And me, Miss 162 IQ with bucketloads of enthusiasm and potential and a shoe-in for any University course I wanted, could barely function. I put it down to working nights, but deep down I knew it was more than that… but you know… noone believed me. So, out of Year 12 I flunked.

And, you know, because I was pretty much alone, with no parental support, I am kinda angry that noone gave enough of a fuck to notice… because in retrospect I have been sick for TWENTY YEARS. Probably more. But, moving on…

I saw a Doctor. Because seizures aren’t normal, right?

It is actually incredibly difficult and emotional for me to write about, because I have spent the better part of 12 years being ignored, bullied and snickered at by Doctors who insist I just keep a food diary, or go for a run… or… mutilate my body… because I must be a liar. Or ask if I would like a referral to a nutritionist. When I first gained the weight, I would say “No, Doctor, I am vegetarian. No, Doctor, I don’t eat much. Yes, Doctor, I watch my carbs. Yes, Doctor, I actually walk everywhere because I don’t have a car. Sure, I have the occasional crap because I work shifts and… but… oh… it’s that occasional crap that’s causing this? Oh yes, you’re right, I am completely to blame. Sorry for wasting your time.”

And you know, lots of that, where anything other than absolute diet perfection was an out for every Doctor I saw… was a way for them to convince me that somehow, I was to blame.

And that was pretty much a pattern.

Children born, each pregnancy progressively worse (cortisol DUH), sick between pregnancies, diangosed with the fat-sick-in-chilbearing-years-catch-alls of PCOS & Depression, with every single symptom attributed to my clear overindulgences and non-compliance, and eventually being so beaten down and convinced that I was lying to myself that I got a lap band.

STORED DATA

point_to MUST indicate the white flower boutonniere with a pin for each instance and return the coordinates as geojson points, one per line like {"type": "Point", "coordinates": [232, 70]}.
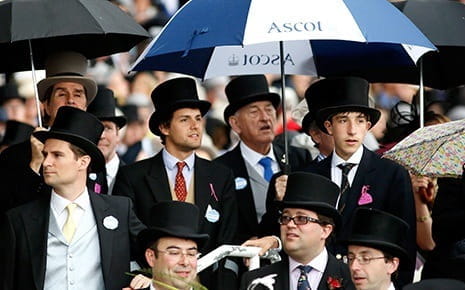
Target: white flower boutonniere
{"type": "Point", "coordinates": [110, 222]}
{"type": "Point", "coordinates": [267, 281]}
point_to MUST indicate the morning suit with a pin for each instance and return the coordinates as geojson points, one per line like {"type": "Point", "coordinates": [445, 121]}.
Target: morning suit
{"type": "Point", "coordinates": [248, 223]}
{"type": "Point", "coordinates": [334, 269]}
{"type": "Point", "coordinates": [24, 242]}
{"type": "Point", "coordinates": [146, 183]}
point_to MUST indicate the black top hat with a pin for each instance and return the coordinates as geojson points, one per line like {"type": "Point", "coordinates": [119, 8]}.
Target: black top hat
{"type": "Point", "coordinates": [313, 192]}
{"type": "Point", "coordinates": [343, 94]}
{"type": "Point", "coordinates": [79, 128]}
{"type": "Point", "coordinates": [172, 95]}
{"type": "Point", "coordinates": [103, 107]}
{"type": "Point", "coordinates": [8, 92]}
{"type": "Point", "coordinates": [244, 90]}
{"type": "Point", "coordinates": [172, 219]}
{"type": "Point", "coordinates": [67, 66]}
{"type": "Point", "coordinates": [380, 230]}
{"type": "Point", "coordinates": [435, 284]}
{"type": "Point", "coordinates": [16, 132]}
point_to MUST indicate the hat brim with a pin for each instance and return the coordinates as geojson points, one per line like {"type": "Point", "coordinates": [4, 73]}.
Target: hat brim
{"type": "Point", "coordinates": [274, 98]}
{"type": "Point", "coordinates": [148, 236]}
{"type": "Point", "coordinates": [98, 160]}
{"type": "Point", "coordinates": [89, 84]}
{"type": "Point", "coordinates": [120, 121]}
{"type": "Point", "coordinates": [325, 113]}
{"type": "Point", "coordinates": [158, 116]}
{"type": "Point", "coordinates": [318, 207]}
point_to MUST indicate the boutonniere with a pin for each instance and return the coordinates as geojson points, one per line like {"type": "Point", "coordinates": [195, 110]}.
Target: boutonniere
{"type": "Point", "coordinates": [334, 283]}
{"type": "Point", "coordinates": [110, 222]}
{"type": "Point", "coordinates": [267, 281]}
{"type": "Point", "coordinates": [365, 197]}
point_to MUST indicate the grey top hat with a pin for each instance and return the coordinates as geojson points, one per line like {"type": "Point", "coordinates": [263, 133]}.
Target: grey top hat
{"type": "Point", "coordinates": [67, 66]}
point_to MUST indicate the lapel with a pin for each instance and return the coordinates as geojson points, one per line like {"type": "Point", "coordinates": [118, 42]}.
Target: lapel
{"type": "Point", "coordinates": [157, 179]}
{"type": "Point", "coordinates": [36, 220]}
{"type": "Point", "coordinates": [102, 209]}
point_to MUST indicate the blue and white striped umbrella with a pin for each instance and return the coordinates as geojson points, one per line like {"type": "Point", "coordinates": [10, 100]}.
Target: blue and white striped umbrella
{"type": "Point", "coordinates": [208, 38]}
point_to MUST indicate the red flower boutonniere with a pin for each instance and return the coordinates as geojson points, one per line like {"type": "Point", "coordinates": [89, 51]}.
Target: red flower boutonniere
{"type": "Point", "coordinates": [334, 283]}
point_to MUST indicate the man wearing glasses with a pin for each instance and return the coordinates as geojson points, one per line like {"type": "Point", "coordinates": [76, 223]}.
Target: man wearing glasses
{"type": "Point", "coordinates": [375, 248]}
{"type": "Point", "coordinates": [308, 218]}
{"type": "Point", "coordinates": [171, 244]}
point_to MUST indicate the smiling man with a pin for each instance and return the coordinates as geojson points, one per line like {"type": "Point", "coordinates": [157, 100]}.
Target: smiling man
{"type": "Point", "coordinates": [307, 221]}
{"type": "Point", "coordinates": [375, 249]}
{"type": "Point", "coordinates": [176, 173]}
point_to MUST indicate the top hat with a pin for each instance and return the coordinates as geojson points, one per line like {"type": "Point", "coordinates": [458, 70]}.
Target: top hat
{"type": "Point", "coordinates": [172, 95]}
{"type": "Point", "coordinates": [244, 90]}
{"type": "Point", "coordinates": [16, 132]}
{"type": "Point", "coordinates": [8, 92]}
{"type": "Point", "coordinates": [313, 192]}
{"type": "Point", "coordinates": [79, 128]}
{"type": "Point", "coordinates": [67, 66]}
{"type": "Point", "coordinates": [342, 94]}
{"type": "Point", "coordinates": [172, 219]}
{"type": "Point", "coordinates": [380, 230]}
{"type": "Point", "coordinates": [434, 284]}
{"type": "Point", "coordinates": [103, 107]}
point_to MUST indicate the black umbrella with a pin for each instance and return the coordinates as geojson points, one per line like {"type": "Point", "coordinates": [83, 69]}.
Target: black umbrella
{"type": "Point", "coordinates": [92, 27]}
{"type": "Point", "coordinates": [443, 22]}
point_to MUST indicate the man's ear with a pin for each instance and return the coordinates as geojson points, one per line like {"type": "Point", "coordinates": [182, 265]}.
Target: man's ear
{"type": "Point", "coordinates": [329, 127]}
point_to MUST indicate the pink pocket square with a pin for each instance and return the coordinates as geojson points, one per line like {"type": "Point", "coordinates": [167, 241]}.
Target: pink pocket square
{"type": "Point", "coordinates": [365, 198]}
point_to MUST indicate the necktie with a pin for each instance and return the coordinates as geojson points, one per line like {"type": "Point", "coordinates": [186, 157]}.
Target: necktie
{"type": "Point", "coordinates": [302, 283]}
{"type": "Point", "coordinates": [69, 228]}
{"type": "Point", "coordinates": [266, 163]}
{"type": "Point", "coordinates": [345, 168]}
{"type": "Point", "coordinates": [180, 184]}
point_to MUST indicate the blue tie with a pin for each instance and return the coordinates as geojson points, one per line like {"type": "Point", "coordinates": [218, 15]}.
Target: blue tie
{"type": "Point", "coordinates": [303, 284]}
{"type": "Point", "coordinates": [266, 163]}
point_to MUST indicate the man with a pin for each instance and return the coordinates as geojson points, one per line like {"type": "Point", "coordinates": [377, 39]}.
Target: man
{"type": "Point", "coordinates": [364, 178]}
{"type": "Point", "coordinates": [73, 237]}
{"type": "Point", "coordinates": [251, 113]}
{"type": "Point", "coordinates": [172, 242]}
{"type": "Point", "coordinates": [375, 249]}
{"type": "Point", "coordinates": [65, 85]}
{"type": "Point", "coordinates": [103, 107]}
{"type": "Point", "coordinates": [308, 219]}
{"type": "Point", "coordinates": [176, 173]}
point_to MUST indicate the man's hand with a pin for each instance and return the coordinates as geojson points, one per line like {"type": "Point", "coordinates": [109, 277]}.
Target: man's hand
{"type": "Point", "coordinates": [280, 186]}
{"type": "Point", "coordinates": [139, 282]}
{"type": "Point", "coordinates": [36, 149]}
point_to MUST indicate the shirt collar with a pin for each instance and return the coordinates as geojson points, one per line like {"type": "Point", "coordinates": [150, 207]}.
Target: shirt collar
{"type": "Point", "coordinates": [355, 158]}
{"type": "Point", "coordinates": [170, 161]}
{"type": "Point", "coordinates": [318, 263]}
{"type": "Point", "coordinates": [59, 203]}
{"type": "Point", "coordinates": [252, 156]}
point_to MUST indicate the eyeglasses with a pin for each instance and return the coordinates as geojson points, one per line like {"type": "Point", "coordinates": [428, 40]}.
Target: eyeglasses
{"type": "Point", "coordinates": [190, 254]}
{"type": "Point", "coordinates": [298, 220]}
{"type": "Point", "coordinates": [362, 260]}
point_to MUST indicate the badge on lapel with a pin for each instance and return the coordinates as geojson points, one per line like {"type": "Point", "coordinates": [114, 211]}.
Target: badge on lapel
{"type": "Point", "coordinates": [110, 222]}
{"type": "Point", "coordinates": [212, 215]}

WHAT THIS EXERCISE ASKS
- A) Update the passage about illness and doctors from "And, you know, because" to "aren’t normal, right?", putting "GP" in place of "Doctor".
- B) Which two diagnoses are named in the passage about illness and doctors?
The items are separate material and not part of the passage about illness and doctors.

ANSWERS TO EACH TASK
- A)
And, you know, because I was pretty much alone, with no parental support, I am kinda angry that noone gave enough of a fuck to notice… because in retrospect I have been sick for TWENTY YEARS. Probably more. But, moving on…

I saw a GP. Because seizures aren’t normal, right?

- B) PCOS and depression.